Given instruction >> Reproduce the listing below without any change.

Stored records >>
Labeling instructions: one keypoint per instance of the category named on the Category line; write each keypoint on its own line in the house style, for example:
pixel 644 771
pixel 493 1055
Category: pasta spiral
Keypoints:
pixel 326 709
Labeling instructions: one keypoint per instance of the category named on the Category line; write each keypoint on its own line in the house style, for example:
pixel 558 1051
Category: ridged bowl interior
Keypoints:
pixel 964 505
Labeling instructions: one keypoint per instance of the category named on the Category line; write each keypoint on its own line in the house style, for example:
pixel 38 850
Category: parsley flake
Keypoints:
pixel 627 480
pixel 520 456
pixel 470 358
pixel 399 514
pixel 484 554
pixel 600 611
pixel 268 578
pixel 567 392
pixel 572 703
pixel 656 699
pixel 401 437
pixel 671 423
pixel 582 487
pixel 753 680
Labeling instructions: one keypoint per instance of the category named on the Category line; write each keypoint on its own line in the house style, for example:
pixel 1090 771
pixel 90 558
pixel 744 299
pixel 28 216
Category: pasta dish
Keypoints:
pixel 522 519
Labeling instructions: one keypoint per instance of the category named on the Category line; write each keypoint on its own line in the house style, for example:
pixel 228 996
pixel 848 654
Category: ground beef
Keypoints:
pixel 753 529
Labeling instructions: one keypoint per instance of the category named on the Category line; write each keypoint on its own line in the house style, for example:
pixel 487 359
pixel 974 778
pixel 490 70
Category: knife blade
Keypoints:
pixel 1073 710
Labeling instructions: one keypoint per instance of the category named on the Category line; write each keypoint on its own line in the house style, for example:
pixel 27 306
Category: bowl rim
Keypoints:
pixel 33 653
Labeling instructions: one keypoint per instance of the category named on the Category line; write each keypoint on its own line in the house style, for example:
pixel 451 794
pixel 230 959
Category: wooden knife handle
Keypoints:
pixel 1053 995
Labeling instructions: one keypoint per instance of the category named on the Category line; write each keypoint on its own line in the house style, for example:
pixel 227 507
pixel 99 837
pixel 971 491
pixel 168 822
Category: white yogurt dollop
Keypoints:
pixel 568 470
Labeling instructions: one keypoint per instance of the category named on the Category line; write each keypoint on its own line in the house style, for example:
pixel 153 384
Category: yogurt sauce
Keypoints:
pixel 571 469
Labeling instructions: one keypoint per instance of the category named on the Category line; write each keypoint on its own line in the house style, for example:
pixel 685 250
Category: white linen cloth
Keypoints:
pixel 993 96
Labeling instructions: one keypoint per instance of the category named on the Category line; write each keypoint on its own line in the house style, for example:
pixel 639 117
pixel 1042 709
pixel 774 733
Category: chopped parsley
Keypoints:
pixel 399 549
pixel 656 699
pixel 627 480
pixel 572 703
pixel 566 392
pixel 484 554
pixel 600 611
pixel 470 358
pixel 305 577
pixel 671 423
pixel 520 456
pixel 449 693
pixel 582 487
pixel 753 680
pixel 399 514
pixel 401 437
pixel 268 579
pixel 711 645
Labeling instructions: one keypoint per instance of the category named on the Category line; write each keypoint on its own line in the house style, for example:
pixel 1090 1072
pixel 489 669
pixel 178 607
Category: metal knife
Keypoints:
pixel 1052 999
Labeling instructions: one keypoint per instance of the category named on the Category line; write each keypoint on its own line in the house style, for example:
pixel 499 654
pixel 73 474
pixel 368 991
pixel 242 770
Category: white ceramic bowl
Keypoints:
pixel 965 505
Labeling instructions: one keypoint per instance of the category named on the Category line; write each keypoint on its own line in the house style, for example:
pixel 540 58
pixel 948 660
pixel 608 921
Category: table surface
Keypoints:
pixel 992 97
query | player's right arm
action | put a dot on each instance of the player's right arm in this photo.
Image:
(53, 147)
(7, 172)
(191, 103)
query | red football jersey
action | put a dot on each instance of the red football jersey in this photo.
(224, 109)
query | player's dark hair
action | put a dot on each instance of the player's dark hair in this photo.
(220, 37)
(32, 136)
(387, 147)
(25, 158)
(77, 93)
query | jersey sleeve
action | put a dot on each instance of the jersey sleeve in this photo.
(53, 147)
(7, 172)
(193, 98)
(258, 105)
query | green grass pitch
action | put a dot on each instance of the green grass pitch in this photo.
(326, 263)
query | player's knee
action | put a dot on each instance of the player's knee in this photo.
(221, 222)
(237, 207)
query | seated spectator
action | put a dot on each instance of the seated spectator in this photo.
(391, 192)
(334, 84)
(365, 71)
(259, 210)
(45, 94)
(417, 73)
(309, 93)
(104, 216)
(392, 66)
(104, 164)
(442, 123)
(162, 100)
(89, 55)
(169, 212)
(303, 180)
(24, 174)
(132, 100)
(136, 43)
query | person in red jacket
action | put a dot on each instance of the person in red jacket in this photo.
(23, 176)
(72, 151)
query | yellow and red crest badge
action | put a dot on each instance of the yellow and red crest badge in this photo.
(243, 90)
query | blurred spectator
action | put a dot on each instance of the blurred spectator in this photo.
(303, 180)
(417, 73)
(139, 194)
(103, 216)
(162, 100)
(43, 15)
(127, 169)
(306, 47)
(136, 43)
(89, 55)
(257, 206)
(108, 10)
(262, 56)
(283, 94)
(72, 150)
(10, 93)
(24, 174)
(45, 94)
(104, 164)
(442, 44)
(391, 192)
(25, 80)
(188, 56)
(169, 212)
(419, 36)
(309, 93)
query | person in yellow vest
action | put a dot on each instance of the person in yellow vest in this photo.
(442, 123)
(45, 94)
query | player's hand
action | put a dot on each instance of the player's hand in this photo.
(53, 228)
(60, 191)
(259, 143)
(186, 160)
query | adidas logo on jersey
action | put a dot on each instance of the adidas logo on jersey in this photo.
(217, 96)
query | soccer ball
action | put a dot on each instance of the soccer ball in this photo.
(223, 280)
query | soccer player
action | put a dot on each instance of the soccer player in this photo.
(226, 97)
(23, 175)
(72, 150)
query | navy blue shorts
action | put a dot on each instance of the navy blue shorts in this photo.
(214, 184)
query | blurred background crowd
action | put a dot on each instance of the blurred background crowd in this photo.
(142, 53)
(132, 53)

Output for this exercise >>
Labeling instructions: one keypoint per instance of the category named on the Category line; write each keypoint on its own line in the house style, for example:
pixel 644 771
pixel 493 1055
Category: pasta spiral
Keypoints:
pixel 326 709
Labeling instructions: one keypoint per instance of the category named on the Category line; write each keypoint on its own line in the house style, for example:
pixel 558 1051
Category: ridged bowl interior
Keypoints:
pixel 964 505
Labeling instructions: one keypoint per instance of the category named on the Category line; write each keypoint on its own line in the house style, for example:
pixel 38 850
Category: parsley flake
Keypoints:
pixel 627 480
pixel 520 456
pixel 470 358
pixel 399 514
pixel 484 554
pixel 600 611
pixel 268 578
pixel 567 392
pixel 572 703
pixel 656 699
pixel 401 437
pixel 671 423
pixel 582 487
pixel 753 680
Labeling instructions: one keypoint per instance of the category named on the Category line; write each keypoint on its own line in the house style, for example:
pixel 1090 771
pixel 90 558
pixel 744 299
pixel 28 216
Category: pasta dish
Keypoints:
pixel 522 519
Labeling instructions: one keypoint per instance of the category named on the Category line; write each keypoint on its own line in the house style, for example:
pixel 228 996
pixel 848 654
Category: ground beef
Keypoints:
pixel 753 529
Labeling instructions: one keypoint per instance of the category named on the Category line; write each keypoint on its own line in the house style, for example:
pixel 487 359
pixel 974 778
pixel 490 70
Category: knife blade
Keypoints:
pixel 1073 710
Labeling instructions: one keypoint per instance of the category named on the Category line; write each keypoint on its own line in the house style, for example:
pixel 27 306
Category: bowl rim
Keypoints:
pixel 33 653
Labeling instructions: one keypoint per instance of the category named on the Category line; write each keypoint on its own line in the house style, for example:
pixel 451 794
pixel 230 959
Category: wooden knife handle
Keypoints:
pixel 1053 995
Labeling instructions: one keypoint per instance of the category named on the Category line; write each keypoint on its own line in the house style, for example:
pixel 227 507
pixel 99 837
pixel 971 491
pixel 168 822
Category: white yogurt dollop
Keypoints:
pixel 568 470
Labeling instructions: one keypoint per instance of the category named on the Category line; write each keypoint on its own line in the house style, for example:
pixel 153 384
Category: yogurt sauce
Keypoints:
pixel 571 469
Labeling instructions: one keypoint per instance of the category named on the Category line; write each keypoint on its own line in the house style, for example:
pixel 685 250
Category: white linen cloth
Keypoints:
pixel 993 96
Labeling instructions: one keypoint per instance of the category named on the Category line; write each keypoint on its own line in the house style, for example:
pixel 639 117
pixel 1042 709
pixel 774 733
Category: chopped parsley
Keypoints:
pixel 399 549
pixel 656 699
pixel 627 480
pixel 572 703
pixel 566 392
pixel 484 554
pixel 600 611
pixel 470 358
pixel 305 577
pixel 671 423
pixel 520 456
pixel 449 693
pixel 582 487
pixel 753 680
pixel 399 514
pixel 401 437
pixel 268 579
pixel 711 645
Labeling instructions: one keypoint per instance of the category named on the Category line; write each keypoint on its own line in the house style, for example:
pixel 1090 1072
pixel 489 669
pixel 178 607
Category: metal knife
Keypoints:
pixel 1052 999
Labeling instructions: one keypoint per instance of the category named on the Category line; write each keypoint on its own line in the house style, for example:
pixel 499 654
pixel 73 474
pixel 368 991
pixel 242 770
Category: white ceramic bowl
Keypoints:
pixel 965 505
Labeling instructions: one keypoint per instance of the category named on the Category line; write each keypoint on its own line in the house style, for example:
pixel 540 58
pixel 948 660
pixel 608 921
Category: table surface
Keypoints:
pixel 992 97
query | player's right arm
action | put a dot on each instance of the player's right arm in this photo.
Image:
(53, 147)
(7, 172)
(191, 103)
query | red football jersey
action | put a dot on each instance of the red football jersey in this photo.
(224, 109)
query | player's dark hair
action | put a dot on each instance of the player's dark hair in this photo.
(220, 37)
(32, 136)
(387, 147)
(25, 158)
(77, 93)
query | jersey sleeve
action | put a dot on each instance of the jersey sleeve in this photo.
(53, 147)
(7, 172)
(193, 98)
(258, 105)
query | green grass pitch
action | put a dot on each instance of the green grass pitch in this photo.
(326, 263)
query | player's knee
action | put a dot on each instance of the player's knee in this photo.
(221, 222)
(237, 207)
query | seated spectator
action | put a dot on each instance of the seated spectator in this photo.
(391, 192)
(334, 84)
(365, 71)
(259, 210)
(45, 94)
(417, 73)
(309, 93)
(104, 216)
(392, 66)
(104, 164)
(442, 123)
(162, 100)
(89, 55)
(169, 212)
(303, 180)
(24, 174)
(132, 100)
(136, 43)
query | person in red jacket
action | put a dot on each instance of the person in red jacket in this photo.
(23, 176)
(72, 151)
query | yellow and red crest badge
action | put a dot on each instance of the yellow and red crest badge in this photo.
(243, 90)
query | blurred spectator
action | put a dot on each instance of the blurred spectator in this photo.
(303, 180)
(417, 73)
(139, 194)
(103, 216)
(162, 100)
(43, 15)
(127, 169)
(306, 47)
(136, 43)
(89, 55)
(257, 206)
(108, 10)
(262, 56)
(283, 94)
(72, 150)
(10, 93)
(24, 174)
(45, 94)
(104, 164)
(442, 44)
(391, 192)
(25, 80)
(188, 56)
(169, 212)
(419, 36)
(309, 93)
query | person in yellow vest
action | put a dot on each instance of the person in yellow vest in this photo.
(442, 123)
(45, 94)
query | player's hand
action | put a dot on each instance of the player's hand in this photo.
(53, 228)
(60, 191)
(259, 143)
(186, 160)
query | adidas logo on jersey
action | put a dot on each instance of the adidas logo on jersey in this photo.
(217, 96)
query | soccer ball
action | put a dot on each instance of the soccer ball in this photo.
(223, 280)
query | soccer player
action | put a dot on each instance of the soccer player in this photo.
(226, 97)
(23, 175)
(72, 150)
query | navy blue shorts
action | put a dot on each instance of the navy blue shorts in this photo.
(214, 184)
query | blurred background crowd
action | put a dot on each instance of the blurred background crowd in this photo.
(142, 53)
(132, 53)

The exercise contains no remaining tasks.